══ Selected passage
Skip to content

Geometry Distributions

Conference: ICCV 2025 arXiv: 2411.16076 Code: Not released Area: 3D Vision Keywords: Geometry representation, diffusion models, surface point distributions, neural compression, non-watertight meshes

TL;DR

This paper proposes Geometry Distributions (GeomDist), which models 3D geometry as a probability distribution over surface points and learns it via a diffusion model. Without assuming genus, connectivity, or boundary conditions, the method samples arbitrarily many surface points from Gaussian noise to represent geometry of arbitrary topology.

Background & Motivation

Existing 3D geometry representations each suffer from inherent limitations: - Meshes: Inconsistent data structures, ill-suited for learning - Voxels: Memory-intensive, demanding high resolution - Point clouds: Finite sampling, lacking connectivity information - SDFs: Unable to represent thin structures and non-watertight geometry

The core insight is that any surface can be approximated by a sufficiently large set of sampled points, and generative models can theoretically sample unlimited data from a distribution. Accordingly, geometry is modeled as a distribution \(\Phi_{\mathcal{M}}\) over surface points such that \(\mathbf{x} \sim \Phi_{\mathcal{M}} \Rightarrow \mathbf{x} \in \mathcal{M}\).
════
● Aim 1: List the existing 3D geometry representations that the Geometry Distributions page names in its Background & Motivation section.
The records that follow have no connection to the Geometry Distributions page.
══ Data provided
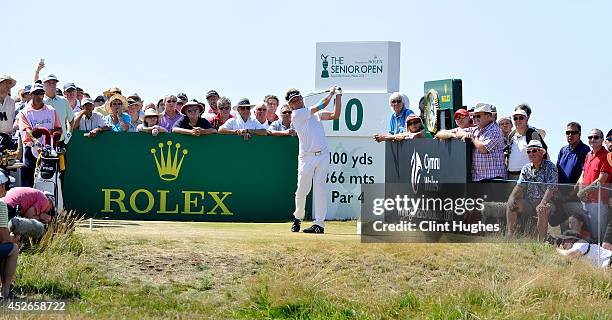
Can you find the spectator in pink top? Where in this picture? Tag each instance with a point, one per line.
(170, 115)
(33, 203)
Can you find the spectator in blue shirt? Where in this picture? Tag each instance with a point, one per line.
(571, 157)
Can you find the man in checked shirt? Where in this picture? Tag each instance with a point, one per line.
(488, 141)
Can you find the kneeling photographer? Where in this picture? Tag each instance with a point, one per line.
(571, 245)
(29, 210)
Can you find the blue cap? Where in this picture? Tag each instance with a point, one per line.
(50, 77)
(37, 87)
(69, 85)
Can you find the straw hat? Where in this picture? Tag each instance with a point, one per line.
(192, 103)
(12, 81)
(107, 106)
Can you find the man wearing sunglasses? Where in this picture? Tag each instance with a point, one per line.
(224, 105)
(534, 191)
(243, 125)
(35, 114)
(596, 173)
(283, 126)
(313, 158)
(515, 154)
(571, 158)
(260, 115)
(400, 106)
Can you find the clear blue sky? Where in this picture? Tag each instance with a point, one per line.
(555, 55)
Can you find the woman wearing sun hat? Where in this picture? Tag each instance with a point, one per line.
(150, 123)
(117, 119)
(191, 123)
(7, 104)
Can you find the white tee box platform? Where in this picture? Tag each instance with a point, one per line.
(363, 114)
(363, 66)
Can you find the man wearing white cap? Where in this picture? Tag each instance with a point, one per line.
(313, 159)
(7, 105)
(59, 103)
(534, 190)
(515, 151)
(88, 120)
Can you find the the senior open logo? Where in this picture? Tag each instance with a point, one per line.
(169, 165)
(417, 171)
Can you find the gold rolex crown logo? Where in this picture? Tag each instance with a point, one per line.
(168, 166)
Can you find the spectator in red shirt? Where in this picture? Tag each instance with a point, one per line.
(596, 173)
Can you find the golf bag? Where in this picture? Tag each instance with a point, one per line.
(49, 163)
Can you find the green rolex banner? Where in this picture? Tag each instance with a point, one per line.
(181, 178)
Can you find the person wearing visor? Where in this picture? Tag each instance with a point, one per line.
(534, 191)
(313, 158)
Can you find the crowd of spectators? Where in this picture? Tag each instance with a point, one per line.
(512, 151)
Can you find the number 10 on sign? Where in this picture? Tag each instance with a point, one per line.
(351, 124)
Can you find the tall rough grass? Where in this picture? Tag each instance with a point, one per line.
(54, 267)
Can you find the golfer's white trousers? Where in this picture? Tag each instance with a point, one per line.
(312, 169)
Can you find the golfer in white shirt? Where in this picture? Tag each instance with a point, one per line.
(313, 158)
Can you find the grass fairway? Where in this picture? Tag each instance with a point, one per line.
(163, 270)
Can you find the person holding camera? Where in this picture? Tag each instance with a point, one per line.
(534, 190)
(9, 250)
(572, 246)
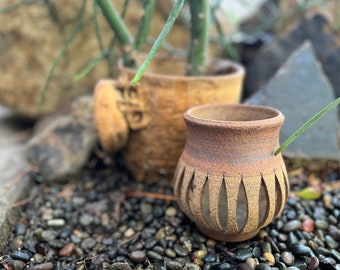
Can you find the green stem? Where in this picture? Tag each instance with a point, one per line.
(144, 28)
(200, 22)
(305, 126)
(119, 28)
(160, 39)
(62, 53)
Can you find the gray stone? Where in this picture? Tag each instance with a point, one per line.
════
● Aim 2: Tally the lines of the records that contain the string "logo", and give only the number.

● Answer 1:
Meshes
Voxels
Point clouds
SDFs

● Answer 2: 2